EXERCISE:
Without any pictures, print exactly the lines that run from the start of the data through the line containing "runner in the".

(Beginning of DATA SHOWN)

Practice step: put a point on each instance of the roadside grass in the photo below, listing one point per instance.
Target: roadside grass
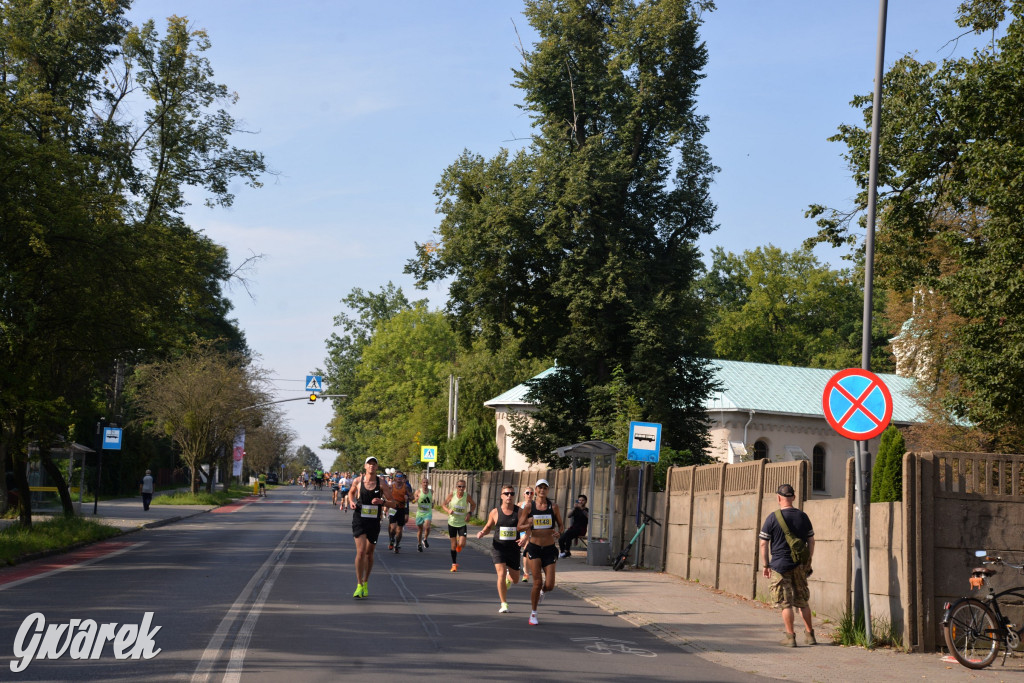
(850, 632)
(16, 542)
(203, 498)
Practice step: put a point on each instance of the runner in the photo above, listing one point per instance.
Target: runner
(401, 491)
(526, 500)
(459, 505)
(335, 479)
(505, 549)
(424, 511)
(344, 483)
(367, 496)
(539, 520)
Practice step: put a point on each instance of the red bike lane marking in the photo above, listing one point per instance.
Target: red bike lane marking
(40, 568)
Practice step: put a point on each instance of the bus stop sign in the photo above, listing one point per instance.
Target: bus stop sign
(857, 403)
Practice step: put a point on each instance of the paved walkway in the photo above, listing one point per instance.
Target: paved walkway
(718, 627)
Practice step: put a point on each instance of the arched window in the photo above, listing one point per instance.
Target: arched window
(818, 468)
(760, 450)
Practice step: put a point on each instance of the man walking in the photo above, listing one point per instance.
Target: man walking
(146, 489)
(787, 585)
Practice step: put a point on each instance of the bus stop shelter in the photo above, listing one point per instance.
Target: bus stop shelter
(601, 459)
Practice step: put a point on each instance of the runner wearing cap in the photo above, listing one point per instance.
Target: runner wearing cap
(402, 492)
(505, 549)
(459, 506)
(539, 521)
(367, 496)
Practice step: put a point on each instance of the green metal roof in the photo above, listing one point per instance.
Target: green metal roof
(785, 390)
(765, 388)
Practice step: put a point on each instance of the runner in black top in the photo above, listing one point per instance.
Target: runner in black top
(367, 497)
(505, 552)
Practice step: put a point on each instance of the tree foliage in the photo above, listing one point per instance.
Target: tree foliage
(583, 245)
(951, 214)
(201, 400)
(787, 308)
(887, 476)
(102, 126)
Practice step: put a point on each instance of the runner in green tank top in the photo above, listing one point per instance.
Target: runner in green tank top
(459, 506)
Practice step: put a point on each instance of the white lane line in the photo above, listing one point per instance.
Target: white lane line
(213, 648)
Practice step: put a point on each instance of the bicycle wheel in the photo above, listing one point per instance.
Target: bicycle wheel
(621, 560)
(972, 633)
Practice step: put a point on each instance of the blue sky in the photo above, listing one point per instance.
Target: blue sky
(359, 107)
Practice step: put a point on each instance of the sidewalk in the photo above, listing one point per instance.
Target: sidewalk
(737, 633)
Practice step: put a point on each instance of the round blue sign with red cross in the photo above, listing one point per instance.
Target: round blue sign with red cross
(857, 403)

(End of DATA SHOWN)

WORKED SOLUTION:
Practice step: put a point on each instance of the roadside grass in the photo below, listing one point per instance.
Target: roadside grass
(850, 632)
(16, 542)
(203, 498)
Practice step: put a point on each instance of the runner in the photo above, listing one point per instance.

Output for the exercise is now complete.